* Begin Stored records *

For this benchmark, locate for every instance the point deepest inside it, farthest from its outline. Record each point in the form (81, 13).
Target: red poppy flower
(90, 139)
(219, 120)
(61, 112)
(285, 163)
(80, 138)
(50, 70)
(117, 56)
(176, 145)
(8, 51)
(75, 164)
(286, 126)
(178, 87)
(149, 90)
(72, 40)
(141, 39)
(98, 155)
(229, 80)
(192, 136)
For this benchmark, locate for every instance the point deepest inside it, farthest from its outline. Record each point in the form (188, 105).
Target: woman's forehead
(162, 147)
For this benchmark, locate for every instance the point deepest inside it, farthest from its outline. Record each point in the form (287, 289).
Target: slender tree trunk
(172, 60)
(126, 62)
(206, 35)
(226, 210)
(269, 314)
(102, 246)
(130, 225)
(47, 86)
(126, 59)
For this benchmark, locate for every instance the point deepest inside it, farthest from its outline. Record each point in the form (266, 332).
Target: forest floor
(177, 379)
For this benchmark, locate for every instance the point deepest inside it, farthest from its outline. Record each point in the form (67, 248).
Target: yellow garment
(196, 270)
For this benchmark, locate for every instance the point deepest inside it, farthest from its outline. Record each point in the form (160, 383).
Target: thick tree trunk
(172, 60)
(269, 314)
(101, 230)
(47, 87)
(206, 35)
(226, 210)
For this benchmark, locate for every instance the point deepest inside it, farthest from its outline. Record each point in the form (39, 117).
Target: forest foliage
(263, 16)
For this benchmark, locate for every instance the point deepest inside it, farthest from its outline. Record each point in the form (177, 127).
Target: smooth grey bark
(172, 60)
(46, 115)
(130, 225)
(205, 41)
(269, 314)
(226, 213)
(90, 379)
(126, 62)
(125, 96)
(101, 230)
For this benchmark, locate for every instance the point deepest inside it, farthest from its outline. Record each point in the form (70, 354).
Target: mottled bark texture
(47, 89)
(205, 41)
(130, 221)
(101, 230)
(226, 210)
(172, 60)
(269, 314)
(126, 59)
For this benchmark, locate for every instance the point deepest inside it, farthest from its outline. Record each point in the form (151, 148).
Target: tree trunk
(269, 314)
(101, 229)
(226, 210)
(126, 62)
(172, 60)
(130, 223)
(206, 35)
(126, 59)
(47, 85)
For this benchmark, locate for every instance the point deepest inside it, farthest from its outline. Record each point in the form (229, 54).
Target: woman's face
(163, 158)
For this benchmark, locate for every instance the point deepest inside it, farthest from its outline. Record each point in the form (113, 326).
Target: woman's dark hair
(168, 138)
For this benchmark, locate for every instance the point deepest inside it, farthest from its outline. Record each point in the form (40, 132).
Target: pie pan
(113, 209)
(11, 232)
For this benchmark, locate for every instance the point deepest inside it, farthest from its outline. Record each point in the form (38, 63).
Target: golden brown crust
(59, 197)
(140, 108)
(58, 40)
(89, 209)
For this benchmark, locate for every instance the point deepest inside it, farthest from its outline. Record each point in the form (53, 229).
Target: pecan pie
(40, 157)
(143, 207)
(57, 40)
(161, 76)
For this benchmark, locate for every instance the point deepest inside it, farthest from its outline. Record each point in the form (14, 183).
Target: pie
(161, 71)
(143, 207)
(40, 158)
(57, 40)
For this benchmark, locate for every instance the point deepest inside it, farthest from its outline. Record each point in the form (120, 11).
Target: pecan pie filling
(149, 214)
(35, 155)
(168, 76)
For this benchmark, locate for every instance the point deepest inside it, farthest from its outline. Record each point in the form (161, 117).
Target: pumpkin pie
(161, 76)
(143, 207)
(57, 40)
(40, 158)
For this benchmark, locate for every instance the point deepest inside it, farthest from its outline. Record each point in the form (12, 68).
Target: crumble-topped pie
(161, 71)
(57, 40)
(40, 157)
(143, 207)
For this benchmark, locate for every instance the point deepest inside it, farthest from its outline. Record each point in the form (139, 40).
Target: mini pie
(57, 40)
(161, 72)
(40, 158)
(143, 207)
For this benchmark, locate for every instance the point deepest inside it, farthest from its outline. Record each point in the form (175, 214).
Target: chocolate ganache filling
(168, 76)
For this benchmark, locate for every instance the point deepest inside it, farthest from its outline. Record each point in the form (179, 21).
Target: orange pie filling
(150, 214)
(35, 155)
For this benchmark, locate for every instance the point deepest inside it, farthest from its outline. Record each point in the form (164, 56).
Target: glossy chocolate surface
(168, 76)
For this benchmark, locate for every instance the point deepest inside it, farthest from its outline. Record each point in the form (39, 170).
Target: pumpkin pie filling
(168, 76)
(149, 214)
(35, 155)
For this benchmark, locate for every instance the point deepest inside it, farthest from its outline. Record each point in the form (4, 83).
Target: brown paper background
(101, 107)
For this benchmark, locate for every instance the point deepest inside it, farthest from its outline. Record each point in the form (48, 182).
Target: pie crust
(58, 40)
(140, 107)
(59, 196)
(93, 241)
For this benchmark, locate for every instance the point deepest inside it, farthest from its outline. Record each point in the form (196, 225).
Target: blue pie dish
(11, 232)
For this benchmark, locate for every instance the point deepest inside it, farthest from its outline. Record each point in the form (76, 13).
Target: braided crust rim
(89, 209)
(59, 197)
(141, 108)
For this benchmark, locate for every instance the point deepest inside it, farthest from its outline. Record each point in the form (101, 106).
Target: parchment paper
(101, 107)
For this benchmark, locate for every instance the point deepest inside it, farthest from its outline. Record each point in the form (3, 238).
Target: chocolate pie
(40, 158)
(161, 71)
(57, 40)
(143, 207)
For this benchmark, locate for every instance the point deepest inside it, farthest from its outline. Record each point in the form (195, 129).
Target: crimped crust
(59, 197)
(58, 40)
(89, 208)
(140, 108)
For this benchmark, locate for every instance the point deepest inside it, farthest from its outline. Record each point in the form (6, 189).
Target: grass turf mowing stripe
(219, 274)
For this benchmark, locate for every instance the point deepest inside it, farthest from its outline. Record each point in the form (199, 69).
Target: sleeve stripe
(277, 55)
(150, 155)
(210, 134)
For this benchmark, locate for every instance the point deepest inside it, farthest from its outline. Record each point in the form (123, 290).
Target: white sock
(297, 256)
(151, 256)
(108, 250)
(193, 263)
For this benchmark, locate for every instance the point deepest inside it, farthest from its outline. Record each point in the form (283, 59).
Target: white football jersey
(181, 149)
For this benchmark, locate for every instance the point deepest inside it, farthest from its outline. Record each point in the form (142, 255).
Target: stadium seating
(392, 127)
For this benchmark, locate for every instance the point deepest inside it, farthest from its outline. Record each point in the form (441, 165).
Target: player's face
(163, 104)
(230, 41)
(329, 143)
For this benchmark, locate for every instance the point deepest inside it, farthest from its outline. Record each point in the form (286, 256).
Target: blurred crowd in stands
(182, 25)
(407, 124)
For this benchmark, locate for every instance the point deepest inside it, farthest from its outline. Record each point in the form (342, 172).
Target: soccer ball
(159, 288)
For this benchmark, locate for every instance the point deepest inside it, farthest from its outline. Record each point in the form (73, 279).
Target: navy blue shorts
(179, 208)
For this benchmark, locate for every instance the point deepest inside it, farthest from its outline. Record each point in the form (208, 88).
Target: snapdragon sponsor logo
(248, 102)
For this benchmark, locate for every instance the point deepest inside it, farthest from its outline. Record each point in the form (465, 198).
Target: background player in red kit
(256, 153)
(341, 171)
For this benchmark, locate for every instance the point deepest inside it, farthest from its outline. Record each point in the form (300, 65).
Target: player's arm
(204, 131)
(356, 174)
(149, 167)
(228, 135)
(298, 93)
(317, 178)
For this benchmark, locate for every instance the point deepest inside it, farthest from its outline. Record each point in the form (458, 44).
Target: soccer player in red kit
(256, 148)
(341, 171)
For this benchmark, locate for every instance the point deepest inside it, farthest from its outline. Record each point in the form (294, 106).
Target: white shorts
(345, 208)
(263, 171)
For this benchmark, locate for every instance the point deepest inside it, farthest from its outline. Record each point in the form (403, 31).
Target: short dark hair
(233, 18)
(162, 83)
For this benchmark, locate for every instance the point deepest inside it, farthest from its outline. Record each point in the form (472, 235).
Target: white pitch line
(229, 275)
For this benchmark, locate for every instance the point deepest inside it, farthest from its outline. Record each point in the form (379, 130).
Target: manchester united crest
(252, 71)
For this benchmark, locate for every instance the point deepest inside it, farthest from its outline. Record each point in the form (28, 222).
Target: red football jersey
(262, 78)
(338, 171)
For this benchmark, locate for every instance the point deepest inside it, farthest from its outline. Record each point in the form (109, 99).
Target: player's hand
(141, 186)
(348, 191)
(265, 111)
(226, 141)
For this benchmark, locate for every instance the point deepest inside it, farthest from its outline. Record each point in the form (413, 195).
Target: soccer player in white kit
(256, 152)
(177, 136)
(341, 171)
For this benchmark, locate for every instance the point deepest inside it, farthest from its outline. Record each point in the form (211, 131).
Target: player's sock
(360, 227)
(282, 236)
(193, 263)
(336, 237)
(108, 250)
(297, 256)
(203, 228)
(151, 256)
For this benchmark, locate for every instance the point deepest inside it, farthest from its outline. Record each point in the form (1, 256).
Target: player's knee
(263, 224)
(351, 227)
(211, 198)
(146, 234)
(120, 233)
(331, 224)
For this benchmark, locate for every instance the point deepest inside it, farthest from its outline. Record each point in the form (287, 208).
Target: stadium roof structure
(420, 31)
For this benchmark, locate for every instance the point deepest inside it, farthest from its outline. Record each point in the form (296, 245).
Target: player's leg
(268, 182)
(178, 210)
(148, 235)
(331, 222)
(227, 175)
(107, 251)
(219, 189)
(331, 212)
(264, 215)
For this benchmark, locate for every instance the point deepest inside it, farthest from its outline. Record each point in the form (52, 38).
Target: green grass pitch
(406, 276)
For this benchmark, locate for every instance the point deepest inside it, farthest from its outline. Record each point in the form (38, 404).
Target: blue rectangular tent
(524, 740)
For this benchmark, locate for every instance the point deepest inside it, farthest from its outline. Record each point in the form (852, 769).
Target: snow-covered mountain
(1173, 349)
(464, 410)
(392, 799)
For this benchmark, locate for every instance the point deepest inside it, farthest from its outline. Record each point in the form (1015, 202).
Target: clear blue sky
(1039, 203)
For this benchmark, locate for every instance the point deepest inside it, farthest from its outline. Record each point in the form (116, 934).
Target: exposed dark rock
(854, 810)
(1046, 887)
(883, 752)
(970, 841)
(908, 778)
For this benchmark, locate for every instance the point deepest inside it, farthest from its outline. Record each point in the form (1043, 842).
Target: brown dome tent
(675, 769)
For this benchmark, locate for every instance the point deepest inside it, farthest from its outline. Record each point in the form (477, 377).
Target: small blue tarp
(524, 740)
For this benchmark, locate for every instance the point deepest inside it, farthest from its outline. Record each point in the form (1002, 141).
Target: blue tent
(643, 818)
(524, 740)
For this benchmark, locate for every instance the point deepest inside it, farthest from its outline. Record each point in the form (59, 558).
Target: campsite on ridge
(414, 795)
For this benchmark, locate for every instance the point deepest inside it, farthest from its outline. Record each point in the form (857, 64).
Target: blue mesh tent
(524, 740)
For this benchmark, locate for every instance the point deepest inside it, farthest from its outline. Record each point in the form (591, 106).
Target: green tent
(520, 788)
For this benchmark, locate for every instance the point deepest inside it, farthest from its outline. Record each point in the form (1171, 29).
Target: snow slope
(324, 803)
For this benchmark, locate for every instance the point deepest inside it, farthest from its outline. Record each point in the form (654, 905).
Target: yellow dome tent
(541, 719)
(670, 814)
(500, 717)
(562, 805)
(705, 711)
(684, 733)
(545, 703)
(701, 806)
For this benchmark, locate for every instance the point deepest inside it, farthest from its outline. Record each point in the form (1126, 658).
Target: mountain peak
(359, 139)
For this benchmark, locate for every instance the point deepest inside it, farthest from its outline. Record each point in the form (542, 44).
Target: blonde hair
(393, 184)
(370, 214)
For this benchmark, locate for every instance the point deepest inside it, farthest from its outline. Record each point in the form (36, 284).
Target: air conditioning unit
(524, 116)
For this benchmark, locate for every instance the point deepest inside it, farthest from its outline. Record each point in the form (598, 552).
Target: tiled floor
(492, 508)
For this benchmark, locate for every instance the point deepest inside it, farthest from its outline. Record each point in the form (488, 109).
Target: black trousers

* End Stored records *

*Your objective*.
Please rename "Target" to "Object" in the listing, starting at the line containing "form (598, 552)." and ending at the end of the listing, and leave all other text as it is.

*Correct answer*.
For this benchmark, locate for every instance the point deepest inside it, farthest from its outline. Record each point in the form (598, 552).
Object: tiled floor
(492, 508)
For this benchmark, locate for every instance the point deepest inside it, farthest from its outline. Record each point in the form (488, 109).
Object: black trousers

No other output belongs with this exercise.